*Set problem:* Reproduce the records below verbatim, beginning at the line that contains "If you could put a dot on the number" and continuing through the end of the records. Omit the pictures from the copy.
○ ○ ○ ○ ○
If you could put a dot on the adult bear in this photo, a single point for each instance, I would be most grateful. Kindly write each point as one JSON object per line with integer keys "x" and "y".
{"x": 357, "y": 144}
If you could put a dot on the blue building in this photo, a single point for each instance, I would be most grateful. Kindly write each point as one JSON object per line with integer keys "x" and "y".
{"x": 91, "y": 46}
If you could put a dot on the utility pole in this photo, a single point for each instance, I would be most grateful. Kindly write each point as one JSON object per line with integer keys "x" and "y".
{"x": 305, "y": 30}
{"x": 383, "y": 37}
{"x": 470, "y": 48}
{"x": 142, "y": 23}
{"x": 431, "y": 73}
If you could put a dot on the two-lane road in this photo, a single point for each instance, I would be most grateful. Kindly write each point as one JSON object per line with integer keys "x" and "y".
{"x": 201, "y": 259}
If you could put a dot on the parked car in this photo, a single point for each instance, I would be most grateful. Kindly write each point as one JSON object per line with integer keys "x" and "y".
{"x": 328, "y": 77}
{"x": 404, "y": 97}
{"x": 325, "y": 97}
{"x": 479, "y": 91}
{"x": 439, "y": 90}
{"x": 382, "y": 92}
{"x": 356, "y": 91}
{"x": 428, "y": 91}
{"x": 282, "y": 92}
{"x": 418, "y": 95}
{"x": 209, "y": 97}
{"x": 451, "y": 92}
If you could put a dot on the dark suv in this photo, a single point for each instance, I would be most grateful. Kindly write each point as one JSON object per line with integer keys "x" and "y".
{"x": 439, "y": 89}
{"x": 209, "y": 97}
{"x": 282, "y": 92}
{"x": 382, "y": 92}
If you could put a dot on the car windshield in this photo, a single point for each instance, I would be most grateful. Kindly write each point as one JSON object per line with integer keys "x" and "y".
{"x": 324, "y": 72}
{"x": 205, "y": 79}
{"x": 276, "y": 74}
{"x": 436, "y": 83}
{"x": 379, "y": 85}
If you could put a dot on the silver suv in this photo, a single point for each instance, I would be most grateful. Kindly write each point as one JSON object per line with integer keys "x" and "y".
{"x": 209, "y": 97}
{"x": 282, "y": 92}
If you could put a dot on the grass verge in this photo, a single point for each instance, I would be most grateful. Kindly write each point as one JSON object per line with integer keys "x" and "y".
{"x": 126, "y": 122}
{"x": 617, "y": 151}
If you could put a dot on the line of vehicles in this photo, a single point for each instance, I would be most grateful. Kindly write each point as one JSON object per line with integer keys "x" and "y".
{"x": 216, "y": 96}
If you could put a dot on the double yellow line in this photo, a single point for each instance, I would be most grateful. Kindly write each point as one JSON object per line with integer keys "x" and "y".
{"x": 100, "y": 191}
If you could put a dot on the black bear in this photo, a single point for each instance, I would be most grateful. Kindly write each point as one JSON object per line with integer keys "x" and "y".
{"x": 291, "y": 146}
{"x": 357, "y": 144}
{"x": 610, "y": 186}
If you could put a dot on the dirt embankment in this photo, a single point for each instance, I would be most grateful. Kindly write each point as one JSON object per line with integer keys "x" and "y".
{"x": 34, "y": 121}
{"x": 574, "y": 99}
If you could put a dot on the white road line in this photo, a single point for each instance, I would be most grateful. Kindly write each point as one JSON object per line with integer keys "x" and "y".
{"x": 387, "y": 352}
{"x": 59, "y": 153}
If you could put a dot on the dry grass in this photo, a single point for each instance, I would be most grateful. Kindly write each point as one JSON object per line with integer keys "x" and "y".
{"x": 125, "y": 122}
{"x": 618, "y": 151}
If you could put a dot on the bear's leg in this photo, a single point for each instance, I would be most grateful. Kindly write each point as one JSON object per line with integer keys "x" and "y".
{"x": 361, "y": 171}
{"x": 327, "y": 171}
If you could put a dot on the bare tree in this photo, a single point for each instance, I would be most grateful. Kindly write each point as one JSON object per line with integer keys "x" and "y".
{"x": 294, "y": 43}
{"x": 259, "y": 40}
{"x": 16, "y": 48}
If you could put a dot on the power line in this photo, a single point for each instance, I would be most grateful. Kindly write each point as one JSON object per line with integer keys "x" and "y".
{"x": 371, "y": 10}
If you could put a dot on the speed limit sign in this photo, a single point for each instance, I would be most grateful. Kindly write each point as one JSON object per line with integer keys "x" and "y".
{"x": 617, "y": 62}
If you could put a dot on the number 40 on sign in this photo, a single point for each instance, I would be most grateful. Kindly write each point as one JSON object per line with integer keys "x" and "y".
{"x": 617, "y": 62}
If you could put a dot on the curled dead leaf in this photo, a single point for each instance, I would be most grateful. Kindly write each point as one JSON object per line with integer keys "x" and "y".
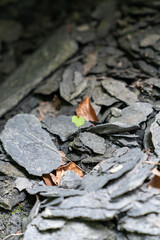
{"x": 155, "y": 181}
{"x": 86, "y": 110}
{"x": 70, "y": 166}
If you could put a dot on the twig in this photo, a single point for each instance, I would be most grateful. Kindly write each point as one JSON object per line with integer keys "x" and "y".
{"x": 12, "y": 235}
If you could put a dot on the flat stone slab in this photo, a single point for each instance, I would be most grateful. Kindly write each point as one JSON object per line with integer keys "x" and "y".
{"x": 75, "y": 230}
{"x": 44, "y": 61}
{"x": 29, "y": 145}
{"x": 134, "y": 114}
{"x": 94, "y": 142}
{"x": 119, "y": 90}
{"x": 110, "y": 128}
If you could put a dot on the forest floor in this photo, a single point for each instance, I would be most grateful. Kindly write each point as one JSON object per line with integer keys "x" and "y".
{"x": 80, "y": 121}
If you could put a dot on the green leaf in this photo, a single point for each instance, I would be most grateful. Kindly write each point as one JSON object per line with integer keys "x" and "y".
{"x": 79, "y": 121}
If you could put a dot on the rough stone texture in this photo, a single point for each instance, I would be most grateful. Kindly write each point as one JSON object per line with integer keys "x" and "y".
{"x": 155, "y": 131}
{"x": 73, "y": 82}
{"x": 110, "y": 169}
{"x": 148, "y": 224}
{"x": 94, "y": 142}
{"x": 109, "y": 128}
{"x": 29, "y": 145}
{"x": 9, "y": 30}
{"x": 119, "y": 90}
{"x": 51, "y": 84}
{"x": 76, "y": 230}
{"x": 44, "y": 61}
{"x": 62, "y": 126}
{"x": 134, "y": 114}
{"x": 9, "y": 196}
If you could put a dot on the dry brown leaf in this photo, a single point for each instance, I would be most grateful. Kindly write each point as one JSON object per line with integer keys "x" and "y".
○ ○ ○ ○ ○
*Task response:*
If you could put a dot on the number 40 on sign in this photo, a single point for each instance, I would be most grateful. Kindly write each point as one JSON object per line with integer keys "x" and "y".
{"x": 617, "y": 62}
If you could put a dot on the curled dead leaf in this photo, a single point for each instance, I would be most grateful. Kindly write each point as one JSON object per line with integer keys "x" and "y".
{"x": 155, "y": 181}
{"x": 86, "y": 110}
{"x": 70, "y": 166}
If you could put a dot on the twig in this photo, a single point for each instance, I would be most grateful. Kindly write each point as one JSON object per line with integer keys "x" and "y".
{"x": 12, "y": 235}
If you could put a dot on the flat stone slab in this photo, a single point for each instance, I would be most grateful. Kindly write each point as one JSON object per line with integer keys "x" and "y".
{"x": 75, "y": 230}
{"x": 44, "y": 61}
{"x": 29, "y": 145}
{"x": 134, "y": 114}
{"x": 94, "y": 142}
{"x": 119, "y": 90}
{"x": 110, "y": 128}
If you could put a dot on the forest floor in this photo, a single point for each instance, I would be most grateful. Kindly write each point as one JSON object per line with integer keys "x" and "y".
{"x": 80, "y": 121}
If you could put a dot on the green leaf in this photo, a single point for each instance, I would be most grateful. Kindly write each point as one JSON object per line with integer keys "x" and "y".
{"x": 79, "y": 121}
If you could put a dot on the rough stone texture in this photo, a single point for each instance, I would be most grateful. Kindly write each point as one JSON object per line with integer keys "x" and "y".
{"x": 155, "y": 131}
{"x": 73, "y": 82}
{"x": 110, "y": 169}
{"x": 148, "y": 224}
{"x": 94, "y": 142}
{"x": 109, "y": 128}
{"x": 29, "y": 145}
{"x": 9, "y": 30}
{"x": 119, "y": 90}
{"x": 51, "y": 84}
{"x": 76, "y": 230}
{"x": 44, "y": 61}
{"x": 62, "y": 126}
{"x": 134, "y": 114}
{"x": 9, "y": 196}
If you could put a dot on the dry brown leaf in this photo, a single point for each instance, I would be most grateful. Kindly write each point as one JSON object per line with integer keys "x" and "y".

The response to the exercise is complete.